Passage to read:
-----

A robust adaptive Lasso estimator for the independent contamination model

doi:10.1016/j.sigpro.2020.107608

Signal Processing

Volume 174, September 2020, 107608

https://doi.org/10.1016/j.sigpro.2020.107608 Get rights and content

Highlights

•
Robust variable selection and parameter estimation in the presence of outliers.
•
A few highly contaminated predictors can cause existing robust estimators to break down.
•
The Independent Contamination Model is a relatively new and realistic model for outliers.
•
Combining a robust loss function with a sparsity and robustness inducing penalty term.
•
Determining the temporal releases of the European Tracer Experiment (ETEX).

-----

Given problem 1: From the page on the robust adaptive Lasso estimator, reproduce the passage starting at "doi:10.1016/j.sigpro.2020.107608" and ending at "to break down.", with no changes.
Given problem 2: List every highlight given on the page about the robust adaptive Lasso estimator.

Dataset extract:
-----

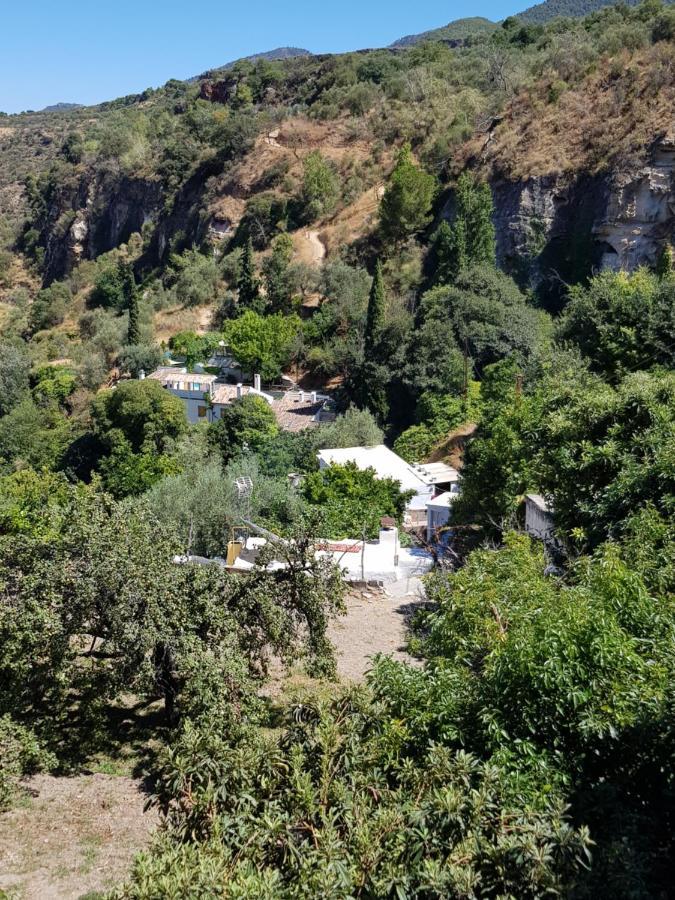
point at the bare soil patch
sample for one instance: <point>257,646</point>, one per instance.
<point>374,623</point>
<point>74,835</point>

-----

Expected answer 1:
doi:10.1016/j.sigpro.2020.107608

Signal Processing

Volume 174, September 2020, 107608

https://doi.org/10.1016/j.sigpro.2020.107608 Get rights and content

Highlights

•
Robust variable selection and parameter estimation in the presence of outliers.
•
A few highly contaminated predictors can cause existing robust estimators to break down.

Expected answer 2:
- Robust variable selection and parameter estimation in the presence of outliers.
- A few highly contaminated predictors can cause existing robust estimators to break down.
- The Independent Contamination Model is a relatively new and realistic model for outliers.
- Combining a robust loss function with a sparsity and robustness inducing penalty term.
- Determining the temporal releases of the European Tracer Experiment (ETEX).